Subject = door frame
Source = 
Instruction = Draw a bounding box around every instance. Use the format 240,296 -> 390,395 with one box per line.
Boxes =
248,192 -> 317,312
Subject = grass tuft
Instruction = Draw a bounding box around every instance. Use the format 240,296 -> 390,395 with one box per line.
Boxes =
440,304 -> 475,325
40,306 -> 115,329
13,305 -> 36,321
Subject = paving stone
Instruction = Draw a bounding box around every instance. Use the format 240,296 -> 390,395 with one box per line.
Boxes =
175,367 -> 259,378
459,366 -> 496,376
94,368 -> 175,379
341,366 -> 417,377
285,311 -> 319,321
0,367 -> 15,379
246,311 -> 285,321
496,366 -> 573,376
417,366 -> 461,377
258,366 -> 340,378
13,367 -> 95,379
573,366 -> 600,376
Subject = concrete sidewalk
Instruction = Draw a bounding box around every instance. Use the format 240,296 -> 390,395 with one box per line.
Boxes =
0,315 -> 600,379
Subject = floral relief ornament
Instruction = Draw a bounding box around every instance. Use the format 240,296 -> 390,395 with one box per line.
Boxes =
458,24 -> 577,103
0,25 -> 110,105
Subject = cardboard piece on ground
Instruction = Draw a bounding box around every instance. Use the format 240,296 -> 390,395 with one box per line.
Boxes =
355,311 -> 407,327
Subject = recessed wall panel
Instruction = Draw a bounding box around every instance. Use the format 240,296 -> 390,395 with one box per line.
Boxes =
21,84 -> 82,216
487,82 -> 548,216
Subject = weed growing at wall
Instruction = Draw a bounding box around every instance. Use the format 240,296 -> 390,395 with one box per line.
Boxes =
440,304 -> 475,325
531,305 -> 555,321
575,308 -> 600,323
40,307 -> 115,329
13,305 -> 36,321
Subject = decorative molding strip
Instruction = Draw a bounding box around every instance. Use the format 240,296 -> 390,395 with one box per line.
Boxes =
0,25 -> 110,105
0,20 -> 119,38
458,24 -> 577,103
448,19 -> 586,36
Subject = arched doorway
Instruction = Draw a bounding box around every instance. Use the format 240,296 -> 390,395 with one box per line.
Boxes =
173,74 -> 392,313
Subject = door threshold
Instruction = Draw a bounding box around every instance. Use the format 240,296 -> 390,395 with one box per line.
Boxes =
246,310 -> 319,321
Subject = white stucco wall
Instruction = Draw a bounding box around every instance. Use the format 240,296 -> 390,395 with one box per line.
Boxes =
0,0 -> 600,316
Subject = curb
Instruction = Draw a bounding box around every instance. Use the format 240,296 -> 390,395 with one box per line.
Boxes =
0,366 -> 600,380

+++

PROBLEM: Print every one of the rows above word for word, leaving every character unchanged.

RESPONSE:
Subject = door frame
Source = 
Instruction = Draw a bounding box around every instance. Use the format 240,296 -> 390,395 with one box per line.
Boxes =
248,192 -> 317,312
Subject = grass tuft
Instruction = Draw a bounding box around every instance. Use the format 240,296 -> 390,395 with one box per line.
Boxes =
440,304 -> 475,325
40,306 -> 115,329
13,305 -> 36,321
Subject = paving stone
Instruction = Draw a bounding box around every instance. Use the format 240,296 -> 390,395 with one box per line.
Boxes =
175,367 -> 259,378
459,366 -> 496,376
94,368 -> 175,379
341,366 -> 417,377
285,311 -> 319,321
0,367 -> 15,379
246,311 -> 285,321
496,366 -> 573,376
417,366 -> 461,377
258,366 -> 340,378
13,367 -> 95,379
573,366 -> 600,376
Subject = concrete sidewalk
Instruction = Draw a bounding box around every instance. Use the format 240,296 -> 390,395 with one box per line.
Boxes =
0,315 -> 600,379
Subject = floral relief ornament
Instruction = Draw a bounding box around every instance. Use the format 240,296 -> 390,395 with one box per line.
Boxes =
458,24 -> 577,103
0,25 -> 110,105
Subject = cardboard piece on ground
Instruction = Draw a bounding box around every instance. Use the format 240,296 -> 390,395 with one box per line.
Boxes =
355,311 -> 407,327
Subject = recessed wall panel
Instruction = Draw a bounding box around every instance. Use the format 240,296 -> 390,395 with one box per line.
Boxes =
21,84 -> 82,216
487,82 -> 548,216
Subject = weed growing at wall
Instruction = Draw a bounding box around every instance. Use the format 240,296 -> 390,395 with one box per line.
Boxes =
440,304 -> 475,325
531,305 -> 555,321
575,308 -> 600,323
40,307 -> 115,329
13,305 -> 36,321
Subject = decorative molding strip
Instruction = Draw a bounding box around every instance. Use the format 240,296 -> 390,395 with one box per line.
Boxes =
0,25 -> 110,105
0,20 -> 119,38
458,24 -> 577,103
448,19 -> 586,36
Subject = arched doorway
Instruction = Draw a bounding box around every instance. Use the format 240,296 -> 390,395 with one box per line.
Boxes =
173,74 -> 392,313
Subject = door threshold
Instruction = Draw a bounding box around every instance. Use the format 240,296 -> 390,395 with one box per line.
Boxes =
246,310 -> 319,321
Subject = white stucco wall
Instruction = Draw a bounding box around every instance. Use the format 240,296 -> 390,395 with one box per line.
Boxes =
0,0 -> 600,316
Subject = curb
Instruction = Draw a bounding box around every instance. Use the format 240,296 -> 390,395 with one box per line.
Boxes =
0,366 -> 600,380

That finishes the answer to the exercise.